§ Short exercise
Write out again the stretch from the line containing "Objective — one point per instance of the white eye" through the end of the data below, both ends included and requests kept. Multiply every coordinate in the answers by 1.85, rounding to whole numbers with halves going up, and leave out the pictures.

§ Data in this exercise
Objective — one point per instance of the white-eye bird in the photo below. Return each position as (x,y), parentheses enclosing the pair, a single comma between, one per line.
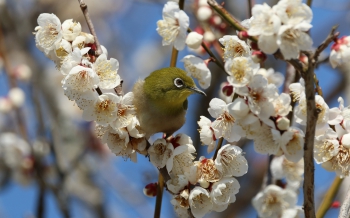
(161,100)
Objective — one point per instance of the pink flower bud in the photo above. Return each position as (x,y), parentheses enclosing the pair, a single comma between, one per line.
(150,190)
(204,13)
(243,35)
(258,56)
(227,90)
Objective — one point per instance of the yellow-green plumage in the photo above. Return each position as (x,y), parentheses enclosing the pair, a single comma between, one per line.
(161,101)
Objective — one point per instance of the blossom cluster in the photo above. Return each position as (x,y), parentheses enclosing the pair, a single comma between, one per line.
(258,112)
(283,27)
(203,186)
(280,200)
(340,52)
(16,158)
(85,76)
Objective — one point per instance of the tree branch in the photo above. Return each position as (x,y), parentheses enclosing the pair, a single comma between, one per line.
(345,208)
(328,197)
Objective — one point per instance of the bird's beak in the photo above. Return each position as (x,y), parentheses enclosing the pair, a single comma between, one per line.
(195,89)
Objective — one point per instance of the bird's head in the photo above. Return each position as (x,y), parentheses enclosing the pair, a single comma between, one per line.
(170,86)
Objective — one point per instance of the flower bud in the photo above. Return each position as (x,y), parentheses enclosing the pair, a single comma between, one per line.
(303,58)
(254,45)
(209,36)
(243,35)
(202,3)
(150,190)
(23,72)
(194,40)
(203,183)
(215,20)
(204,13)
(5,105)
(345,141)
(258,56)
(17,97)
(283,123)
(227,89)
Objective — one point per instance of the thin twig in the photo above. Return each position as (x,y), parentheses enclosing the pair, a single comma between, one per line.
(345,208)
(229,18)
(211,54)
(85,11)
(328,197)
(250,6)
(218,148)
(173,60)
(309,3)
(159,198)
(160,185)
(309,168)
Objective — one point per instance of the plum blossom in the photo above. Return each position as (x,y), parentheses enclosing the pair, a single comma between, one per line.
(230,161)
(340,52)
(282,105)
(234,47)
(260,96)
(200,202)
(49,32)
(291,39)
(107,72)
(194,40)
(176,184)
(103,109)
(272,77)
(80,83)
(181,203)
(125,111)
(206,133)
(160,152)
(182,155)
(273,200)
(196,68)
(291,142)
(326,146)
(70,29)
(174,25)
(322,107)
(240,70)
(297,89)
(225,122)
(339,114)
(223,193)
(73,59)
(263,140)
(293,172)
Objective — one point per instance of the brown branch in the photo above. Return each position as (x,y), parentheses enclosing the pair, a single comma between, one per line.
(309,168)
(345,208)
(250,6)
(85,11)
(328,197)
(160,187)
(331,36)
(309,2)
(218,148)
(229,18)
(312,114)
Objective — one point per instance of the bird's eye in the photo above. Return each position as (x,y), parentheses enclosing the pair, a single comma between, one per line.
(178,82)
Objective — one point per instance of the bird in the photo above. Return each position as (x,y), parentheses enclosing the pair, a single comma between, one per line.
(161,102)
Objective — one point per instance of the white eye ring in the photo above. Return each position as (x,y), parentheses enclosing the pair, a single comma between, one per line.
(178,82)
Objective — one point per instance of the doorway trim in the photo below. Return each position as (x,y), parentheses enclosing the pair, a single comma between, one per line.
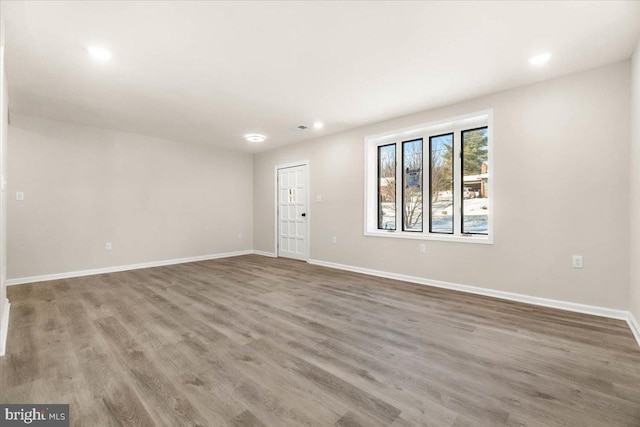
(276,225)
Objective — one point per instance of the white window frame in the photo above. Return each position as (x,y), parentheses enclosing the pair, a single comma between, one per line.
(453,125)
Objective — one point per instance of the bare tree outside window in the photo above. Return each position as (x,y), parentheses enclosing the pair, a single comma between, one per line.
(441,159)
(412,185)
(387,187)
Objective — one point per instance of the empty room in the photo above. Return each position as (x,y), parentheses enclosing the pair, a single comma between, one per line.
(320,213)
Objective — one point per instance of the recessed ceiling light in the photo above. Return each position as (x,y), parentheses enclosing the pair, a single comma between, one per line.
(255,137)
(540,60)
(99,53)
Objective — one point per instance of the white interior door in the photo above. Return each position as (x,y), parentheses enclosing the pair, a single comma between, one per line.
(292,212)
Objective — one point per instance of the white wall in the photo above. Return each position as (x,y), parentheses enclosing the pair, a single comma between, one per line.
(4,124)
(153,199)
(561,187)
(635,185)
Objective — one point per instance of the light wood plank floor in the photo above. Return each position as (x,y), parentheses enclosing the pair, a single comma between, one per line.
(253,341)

§ Exercise result
Objective — one point per instance of the white eye ring in the photo above. Return each position as (x,y), parentheses enclosing the pair, a single comma between, one per line.
(329,152)
Objective — one point per instance of the doorway trim in the photo below. Return each position as (x,y), parentheses enclosing the pair, a single comma between, one per line.
(511,416)
Objective — one point per instance of the white window frame in the photo above. Return each position as (x,y), parentheses enclosing the pair, a single comma between, one per line.
(838,231)
Objective — one point per instance of the bare tree outside window in the photo above. Return each position as (x,y), parentheses enclosing the pair, a single comma between, one per line.
(816,294)
(762,342)
(716,346)
Objective — one point per instance of the empty room in the photo above. Return each position as (x,y), parentheses enclosing the pair, a single comma between, one per line.
(592,394)
Objective — one point per instance of the recessed ceiling light in the photo above. Return each position as (x,y), parentheses enclosing the pair, a single comma between, one per line.
(472,253)
(999,111)
(183,98)
Objective — one point per instance of the white interior door in the photo above. Return each position as (x,y), parentheses enclosing the pair, a single comma between, one per line.
(540,392)
Objective — one point per instance of the white wall in the photo above. Return each position as (x,y), parentheses enclosing the pair, a single comma between, one per line.
(7,229)
(283,368)
(1038,346)
(1175,342)
Objective — one point per instance of the light wood plank floor in the photo above. Return each position as (x,y), parentheses enclosing the pair, a single comma between, one per line.
(468,631)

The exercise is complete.